▶ DATASET:
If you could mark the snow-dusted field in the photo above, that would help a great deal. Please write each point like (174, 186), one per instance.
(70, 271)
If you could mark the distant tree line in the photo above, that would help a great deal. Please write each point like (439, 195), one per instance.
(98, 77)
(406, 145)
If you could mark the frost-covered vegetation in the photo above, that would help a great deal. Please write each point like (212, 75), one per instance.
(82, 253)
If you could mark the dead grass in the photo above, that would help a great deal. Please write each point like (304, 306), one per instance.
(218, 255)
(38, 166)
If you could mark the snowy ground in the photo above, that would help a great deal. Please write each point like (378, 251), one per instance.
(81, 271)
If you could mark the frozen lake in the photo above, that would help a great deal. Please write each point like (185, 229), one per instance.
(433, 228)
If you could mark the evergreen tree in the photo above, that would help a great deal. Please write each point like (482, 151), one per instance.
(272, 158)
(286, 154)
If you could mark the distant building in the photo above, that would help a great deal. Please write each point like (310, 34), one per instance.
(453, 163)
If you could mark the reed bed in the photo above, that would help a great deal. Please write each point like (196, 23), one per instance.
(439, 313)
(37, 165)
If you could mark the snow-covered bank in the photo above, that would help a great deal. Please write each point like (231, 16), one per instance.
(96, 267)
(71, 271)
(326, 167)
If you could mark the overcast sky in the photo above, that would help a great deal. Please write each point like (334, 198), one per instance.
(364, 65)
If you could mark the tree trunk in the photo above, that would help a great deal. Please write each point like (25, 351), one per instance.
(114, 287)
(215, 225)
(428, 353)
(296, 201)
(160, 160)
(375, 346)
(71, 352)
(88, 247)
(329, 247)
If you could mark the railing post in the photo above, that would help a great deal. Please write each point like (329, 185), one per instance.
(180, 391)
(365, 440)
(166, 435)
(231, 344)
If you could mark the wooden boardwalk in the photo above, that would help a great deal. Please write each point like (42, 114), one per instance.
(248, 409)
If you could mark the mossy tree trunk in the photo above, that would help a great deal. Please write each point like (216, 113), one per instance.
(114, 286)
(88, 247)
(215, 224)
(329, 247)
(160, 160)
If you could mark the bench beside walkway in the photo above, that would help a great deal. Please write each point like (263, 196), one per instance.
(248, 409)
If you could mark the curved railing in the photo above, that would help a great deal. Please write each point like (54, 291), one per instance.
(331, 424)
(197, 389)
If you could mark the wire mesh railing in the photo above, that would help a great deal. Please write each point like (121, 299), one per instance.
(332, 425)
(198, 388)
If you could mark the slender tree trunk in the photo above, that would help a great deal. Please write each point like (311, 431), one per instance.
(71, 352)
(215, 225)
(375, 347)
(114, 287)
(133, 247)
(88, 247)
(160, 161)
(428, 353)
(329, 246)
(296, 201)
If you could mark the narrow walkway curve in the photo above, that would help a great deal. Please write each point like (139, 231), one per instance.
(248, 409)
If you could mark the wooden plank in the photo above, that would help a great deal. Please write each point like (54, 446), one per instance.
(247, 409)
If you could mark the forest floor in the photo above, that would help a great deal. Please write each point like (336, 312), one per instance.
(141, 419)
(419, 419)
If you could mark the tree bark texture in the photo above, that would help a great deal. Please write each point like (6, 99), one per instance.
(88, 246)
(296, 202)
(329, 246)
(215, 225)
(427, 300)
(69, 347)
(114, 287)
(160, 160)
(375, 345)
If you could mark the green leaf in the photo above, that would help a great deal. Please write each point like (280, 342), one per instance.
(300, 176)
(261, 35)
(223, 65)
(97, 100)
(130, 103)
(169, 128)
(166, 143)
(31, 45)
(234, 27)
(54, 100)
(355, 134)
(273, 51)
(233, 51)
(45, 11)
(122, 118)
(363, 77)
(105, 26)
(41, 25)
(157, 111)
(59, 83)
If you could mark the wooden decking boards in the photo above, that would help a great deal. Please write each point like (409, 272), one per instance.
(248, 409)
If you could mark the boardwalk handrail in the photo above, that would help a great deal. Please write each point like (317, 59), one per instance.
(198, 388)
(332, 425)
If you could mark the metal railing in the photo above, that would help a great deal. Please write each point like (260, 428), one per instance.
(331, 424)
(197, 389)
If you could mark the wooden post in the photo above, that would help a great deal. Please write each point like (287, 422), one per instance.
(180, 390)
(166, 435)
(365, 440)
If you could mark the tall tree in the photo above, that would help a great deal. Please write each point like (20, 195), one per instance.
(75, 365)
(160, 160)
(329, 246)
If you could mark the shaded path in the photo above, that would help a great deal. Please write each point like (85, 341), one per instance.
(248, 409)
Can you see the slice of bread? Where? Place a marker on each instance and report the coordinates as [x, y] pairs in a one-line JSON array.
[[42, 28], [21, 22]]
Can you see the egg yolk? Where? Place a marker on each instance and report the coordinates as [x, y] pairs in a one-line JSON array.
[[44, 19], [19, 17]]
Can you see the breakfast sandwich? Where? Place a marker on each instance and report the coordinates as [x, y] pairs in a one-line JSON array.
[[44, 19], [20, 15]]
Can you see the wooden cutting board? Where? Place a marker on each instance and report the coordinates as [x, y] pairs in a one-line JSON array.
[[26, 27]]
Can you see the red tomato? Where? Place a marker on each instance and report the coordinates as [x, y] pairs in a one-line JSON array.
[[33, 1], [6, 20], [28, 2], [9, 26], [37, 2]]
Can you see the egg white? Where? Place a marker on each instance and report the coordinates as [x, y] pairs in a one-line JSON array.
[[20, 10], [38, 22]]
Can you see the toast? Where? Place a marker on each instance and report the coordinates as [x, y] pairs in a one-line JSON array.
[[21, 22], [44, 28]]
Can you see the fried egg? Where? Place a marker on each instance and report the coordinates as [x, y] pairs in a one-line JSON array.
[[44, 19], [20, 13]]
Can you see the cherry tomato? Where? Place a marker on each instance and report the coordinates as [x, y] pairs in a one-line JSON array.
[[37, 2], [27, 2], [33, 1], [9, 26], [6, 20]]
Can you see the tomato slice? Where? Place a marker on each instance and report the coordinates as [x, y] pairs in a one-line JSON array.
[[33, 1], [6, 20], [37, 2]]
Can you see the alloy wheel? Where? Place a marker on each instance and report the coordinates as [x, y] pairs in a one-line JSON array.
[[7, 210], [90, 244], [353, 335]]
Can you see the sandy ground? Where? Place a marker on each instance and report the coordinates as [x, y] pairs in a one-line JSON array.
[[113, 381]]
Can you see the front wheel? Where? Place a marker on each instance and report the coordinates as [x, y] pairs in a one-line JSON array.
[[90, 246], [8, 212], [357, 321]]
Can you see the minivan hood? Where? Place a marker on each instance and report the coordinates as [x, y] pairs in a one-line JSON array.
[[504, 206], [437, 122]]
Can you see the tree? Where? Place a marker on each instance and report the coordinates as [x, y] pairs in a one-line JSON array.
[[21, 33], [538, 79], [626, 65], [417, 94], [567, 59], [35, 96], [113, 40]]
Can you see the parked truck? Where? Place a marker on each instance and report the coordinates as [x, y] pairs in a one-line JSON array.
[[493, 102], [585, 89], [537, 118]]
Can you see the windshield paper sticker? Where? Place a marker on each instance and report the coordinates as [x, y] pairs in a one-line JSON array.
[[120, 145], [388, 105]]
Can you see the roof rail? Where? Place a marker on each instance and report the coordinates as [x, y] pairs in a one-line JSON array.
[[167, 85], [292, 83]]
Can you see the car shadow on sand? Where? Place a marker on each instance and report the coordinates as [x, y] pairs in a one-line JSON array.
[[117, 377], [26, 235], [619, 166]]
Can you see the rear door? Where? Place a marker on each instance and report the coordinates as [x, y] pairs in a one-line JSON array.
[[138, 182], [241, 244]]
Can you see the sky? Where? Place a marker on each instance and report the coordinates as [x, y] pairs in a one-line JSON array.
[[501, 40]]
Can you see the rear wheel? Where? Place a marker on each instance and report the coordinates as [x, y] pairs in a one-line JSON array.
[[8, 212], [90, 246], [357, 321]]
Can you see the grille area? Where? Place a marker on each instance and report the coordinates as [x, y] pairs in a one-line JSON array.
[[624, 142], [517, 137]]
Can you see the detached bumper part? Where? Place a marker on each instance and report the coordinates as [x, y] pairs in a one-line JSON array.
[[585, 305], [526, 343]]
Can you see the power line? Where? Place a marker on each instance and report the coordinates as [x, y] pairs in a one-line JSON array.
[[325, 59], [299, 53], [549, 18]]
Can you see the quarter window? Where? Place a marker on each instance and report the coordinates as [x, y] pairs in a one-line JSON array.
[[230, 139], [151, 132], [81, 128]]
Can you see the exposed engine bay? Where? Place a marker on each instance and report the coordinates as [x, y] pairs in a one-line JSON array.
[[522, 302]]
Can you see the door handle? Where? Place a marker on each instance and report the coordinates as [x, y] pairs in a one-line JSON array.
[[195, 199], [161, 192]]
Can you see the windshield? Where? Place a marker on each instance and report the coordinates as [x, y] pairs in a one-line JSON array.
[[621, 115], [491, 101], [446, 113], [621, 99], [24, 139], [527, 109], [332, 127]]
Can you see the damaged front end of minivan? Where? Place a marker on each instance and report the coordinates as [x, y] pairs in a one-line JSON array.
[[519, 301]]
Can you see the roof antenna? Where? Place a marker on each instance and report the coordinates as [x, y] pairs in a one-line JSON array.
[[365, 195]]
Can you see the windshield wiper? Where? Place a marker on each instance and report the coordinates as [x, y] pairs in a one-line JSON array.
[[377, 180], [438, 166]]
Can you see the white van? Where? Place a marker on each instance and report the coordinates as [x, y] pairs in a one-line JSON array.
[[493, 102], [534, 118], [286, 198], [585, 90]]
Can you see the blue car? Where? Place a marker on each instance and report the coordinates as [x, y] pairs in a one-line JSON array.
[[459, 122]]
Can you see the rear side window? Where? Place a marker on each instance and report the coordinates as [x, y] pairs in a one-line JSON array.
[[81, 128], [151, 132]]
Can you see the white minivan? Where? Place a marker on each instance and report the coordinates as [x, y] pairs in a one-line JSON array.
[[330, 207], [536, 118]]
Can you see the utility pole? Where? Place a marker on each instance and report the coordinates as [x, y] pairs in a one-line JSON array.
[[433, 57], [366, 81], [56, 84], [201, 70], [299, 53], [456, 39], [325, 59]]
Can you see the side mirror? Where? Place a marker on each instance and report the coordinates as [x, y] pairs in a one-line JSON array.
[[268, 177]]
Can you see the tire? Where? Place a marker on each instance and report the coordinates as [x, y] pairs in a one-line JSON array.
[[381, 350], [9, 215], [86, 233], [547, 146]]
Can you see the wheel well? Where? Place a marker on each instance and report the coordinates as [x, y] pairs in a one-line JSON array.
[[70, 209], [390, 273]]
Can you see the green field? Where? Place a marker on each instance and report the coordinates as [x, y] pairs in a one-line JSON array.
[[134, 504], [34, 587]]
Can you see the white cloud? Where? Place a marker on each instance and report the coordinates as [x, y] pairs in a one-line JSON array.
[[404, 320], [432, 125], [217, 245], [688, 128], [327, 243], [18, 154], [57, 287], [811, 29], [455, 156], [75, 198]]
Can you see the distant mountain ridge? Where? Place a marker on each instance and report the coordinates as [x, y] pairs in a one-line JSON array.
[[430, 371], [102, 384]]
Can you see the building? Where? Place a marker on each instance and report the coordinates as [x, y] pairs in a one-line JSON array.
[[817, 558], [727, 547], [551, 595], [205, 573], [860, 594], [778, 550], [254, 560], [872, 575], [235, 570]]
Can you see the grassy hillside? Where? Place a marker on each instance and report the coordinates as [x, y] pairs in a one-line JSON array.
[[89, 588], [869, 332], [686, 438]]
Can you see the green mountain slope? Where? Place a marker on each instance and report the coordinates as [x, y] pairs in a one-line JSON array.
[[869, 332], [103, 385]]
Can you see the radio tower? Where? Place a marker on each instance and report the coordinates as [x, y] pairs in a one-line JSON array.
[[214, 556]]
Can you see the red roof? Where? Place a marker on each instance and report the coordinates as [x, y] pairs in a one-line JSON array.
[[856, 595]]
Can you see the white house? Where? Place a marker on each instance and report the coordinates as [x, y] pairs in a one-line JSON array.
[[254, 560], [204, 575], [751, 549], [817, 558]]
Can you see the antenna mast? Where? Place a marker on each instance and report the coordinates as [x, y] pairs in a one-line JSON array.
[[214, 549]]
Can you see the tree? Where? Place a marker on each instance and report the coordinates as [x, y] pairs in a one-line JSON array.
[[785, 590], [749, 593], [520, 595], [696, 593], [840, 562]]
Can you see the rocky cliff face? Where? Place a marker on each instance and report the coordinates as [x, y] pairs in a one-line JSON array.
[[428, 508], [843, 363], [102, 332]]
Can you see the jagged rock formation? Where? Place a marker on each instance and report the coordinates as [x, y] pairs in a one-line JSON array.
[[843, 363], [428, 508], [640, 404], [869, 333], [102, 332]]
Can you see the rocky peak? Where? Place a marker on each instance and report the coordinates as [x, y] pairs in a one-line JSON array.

▶ WORK INSTRUCTION:
A word-for-word restatement of the records above from the line containing "Can you see the antenna" to their final line is all the answer should hold.

▶ ANSWER FOR THE TASK:
Can you see the antenna mast? Where? Place a marker on each instance and report the coordinates as [x, y] pairs in a one-line JSON array.
[[214, 549]]
Can you see the tree? Where? Place a marker on each instance and report the coordinates as [x, y] pairs in a one-line JSON array.
[[785, 590], [749, 593], [520, 595], [696, 593], [840, 562]]
Can you see the rocky cliff face? Where? Place a marker on each instance and report the coordinates as [x, y] pairs in a one-line JSON array.
[[428, 508], [843, 363], [102, 332]]
Can you see the jagged rock formation? Where? Place a marker on each instance and report the coordinates as [x, y] pairs in a one-line JSON array.
[[843, 363], [428, 508], [640, 404], [869, 333], [102, 332]]
Can you see the rocky peak? Where? Place a marker on each instance and report the coordinates as [x, y] pairs in a one-line JSON array.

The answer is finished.